(Rows from a dataset)
—————

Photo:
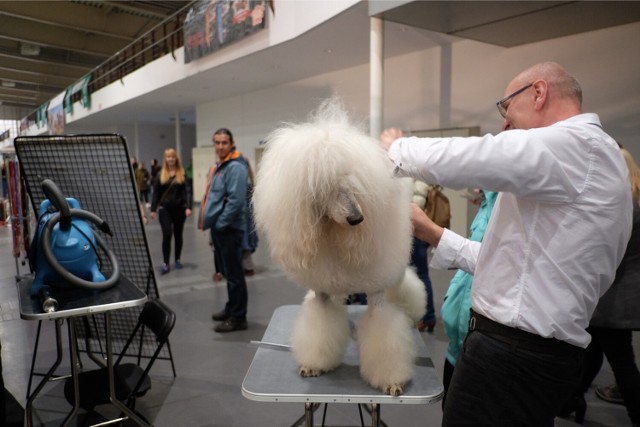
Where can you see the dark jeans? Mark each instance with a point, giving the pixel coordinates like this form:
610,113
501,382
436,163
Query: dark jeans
616,344
172,223
3,410
228,243
419,261
497,384
144,196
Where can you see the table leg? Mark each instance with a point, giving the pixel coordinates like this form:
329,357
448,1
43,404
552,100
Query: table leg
47,376
73,349
112,389
308,414
375,415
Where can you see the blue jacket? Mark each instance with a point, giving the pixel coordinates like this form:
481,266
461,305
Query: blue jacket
457,302
226,204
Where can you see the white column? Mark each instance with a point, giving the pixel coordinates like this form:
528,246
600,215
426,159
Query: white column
136,141
178,141
376,76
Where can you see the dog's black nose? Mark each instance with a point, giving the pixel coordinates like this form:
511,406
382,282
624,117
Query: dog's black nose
355,220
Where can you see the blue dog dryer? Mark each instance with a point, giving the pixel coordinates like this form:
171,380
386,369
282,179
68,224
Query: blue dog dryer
65,245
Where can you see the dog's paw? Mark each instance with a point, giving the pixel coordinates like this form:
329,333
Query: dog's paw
393,389
309,372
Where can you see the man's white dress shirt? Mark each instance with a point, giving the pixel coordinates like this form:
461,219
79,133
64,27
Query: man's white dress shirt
558,230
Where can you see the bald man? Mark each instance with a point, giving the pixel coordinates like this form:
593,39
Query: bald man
558,231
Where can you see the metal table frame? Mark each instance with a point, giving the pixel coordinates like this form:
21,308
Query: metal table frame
75,303
273,375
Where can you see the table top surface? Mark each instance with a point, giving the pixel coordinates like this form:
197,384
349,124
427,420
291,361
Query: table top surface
79,301
273,375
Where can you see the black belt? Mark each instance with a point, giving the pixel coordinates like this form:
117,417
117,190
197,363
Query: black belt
518,338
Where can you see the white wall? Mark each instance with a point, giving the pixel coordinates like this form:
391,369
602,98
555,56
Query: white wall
601,60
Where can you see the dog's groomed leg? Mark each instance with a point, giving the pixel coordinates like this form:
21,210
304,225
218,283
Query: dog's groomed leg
387,349
320,335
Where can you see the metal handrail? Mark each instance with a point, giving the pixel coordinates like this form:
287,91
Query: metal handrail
137,54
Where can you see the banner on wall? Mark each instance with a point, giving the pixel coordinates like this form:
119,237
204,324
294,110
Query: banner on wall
55,115
80,85
212,24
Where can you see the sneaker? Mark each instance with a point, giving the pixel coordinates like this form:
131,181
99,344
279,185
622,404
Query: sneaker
220,316
231,324
610,394
164,268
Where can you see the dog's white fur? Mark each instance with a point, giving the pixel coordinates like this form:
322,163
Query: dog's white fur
338,222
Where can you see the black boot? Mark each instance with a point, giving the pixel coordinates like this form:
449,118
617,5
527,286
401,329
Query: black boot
576,404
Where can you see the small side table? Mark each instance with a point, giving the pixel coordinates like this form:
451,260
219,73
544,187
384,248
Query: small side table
75,302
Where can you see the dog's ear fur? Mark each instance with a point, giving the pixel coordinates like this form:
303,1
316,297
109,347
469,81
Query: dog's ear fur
302,171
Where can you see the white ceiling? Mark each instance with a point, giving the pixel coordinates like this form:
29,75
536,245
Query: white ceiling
409,26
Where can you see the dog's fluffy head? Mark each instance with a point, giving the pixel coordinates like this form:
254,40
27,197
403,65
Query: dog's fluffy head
326,199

—————

◆ **PROMPT**: Update all the records above by replacing "pixel coordinates" with "image coordinates" and leaving every other part unchanged. Omit the pictures from your answer.

◆ **TASK SOLUTION**:
Photo:
Where can you see the dark jeans? Mark each instance with a point, giving the image coordinates like this form:
610,113
501,382
436,163
Query: dark jeans
616,344
172,223
3,410
228,243
419,261
497,384
144,196
Where can you see the table leg? Mark each instance with a point, giving the image coordinates like this form:
329,357
448,1
43,404
552,100
Query: table leg
47,376
73,349
112,389
308,414
375,415
Where can you see the blue jacket? Mark each instance with a point, giving the image coordinates like this form:
481,266
461,305
Query: blue jacket
457,302
226,204
Where can you see the white column? Mark each instance with a point, giving the image coordinates like this form:
528,246
600,215
426,159
Query: white column
136,141
178,141
376,76
Where can you see the dog's black nose? Mark each instance with a point, giving the image coordinates like this form:
511,406
382,282
624,117
Query: dog's black nose
355,220
Where can you see the blue dog dryer? Mark each instance with a point, giving the image coordinates like this form:
171,380
386,369
282,179
68,224
Query: blue dog dryer
65,245
Where can you see the dog's paw? Mark each instance with a point, giving the image coordinates like this form:
329,333
Query: dog's paw
393,389
309,372
Where can you see the man's white dress shirt? Mark each instance with a point, giving the image coordinates like this form:
461,219
79,133
64,27
Query: man's white dress shirt
558,230
Where can you see the bald man? Mark each instance with a point, giving the image coordinates like this form:
593,39
Query: bald man
558,231
Where can you see the metal table frame? Mark each instance with a point, giving the image coordinates like this form:
21,308
Query: metal table frame
75,303
273,375
Where can you see the table top surface? Mark each instance with a point, giving the image coordinates like this form:
197,384
349,124
427,420
291,361
Query: table top surface
79,301
273,375
Where can you see the black belt? Mark each instance with a point, giving the image coordinates like this form:
117,417
117,190
197,363
Query: black belt
518,338
Where can you see the white wall? Mark each instance with a point, giving the image coordinates like this form:
391,369
602,98
555,56
Query: white wall
601,60
Where can you see the dog's groomed leg? Mark each instance with a point, giving the image coordinates like this form:
21,210
304,225
218,283
Query: dog's groomed leg
387,349
320,335
Where can you see the metal handrail? Mark each instance with a point, giving the image coordinates like this form:
287,91
Query: metal handrail
137,54
Where can you see the banner on wall? Mark each instance with a point, giving the image coordinates like this form:
119,237
204,324
294,110
Query: banner on wall
55,115
80,85
212,24
Where can you see the sneaker? Mark each instance with a point, giving the image coordinates like this form:
131,181
99,344
279,185
622,404
Query: sneaker
220,316
231,324
610,394
164,268
Where can you see the dog's white fur? Mark each instance with a point, giving the image coordinates like this form:
322,163
Query: dog's white fur
338,222
Where can you see the black boot? Mark each instance with a point, giving the image coordinates like this form:
449,118
617,5
527,286
401,329
Query: black boot
576,404
Where can you see the small side table? Mark each instance with a point, giving the image coordinates like this form:
451,260
219,73
544,187
384,248
Query: small side table
75,302
Where can you see the dog's ear fur? Mark each instance with a point, giving the image coordinates like this form:
303,1
316,297
109,347
469,81
Query: dog's ear fur
302,171
Where can you see the white ceiling? Mark each instance with a point, giving the image coordinates like this form:
29,75
536,245
Query: white ceiling
409,26
Where can you see the dog's fluffy head? Mark each instance with a point, giving the image coordinates like this form:
254,40
27,197
403,65
Query: dog's fluffy head
326,199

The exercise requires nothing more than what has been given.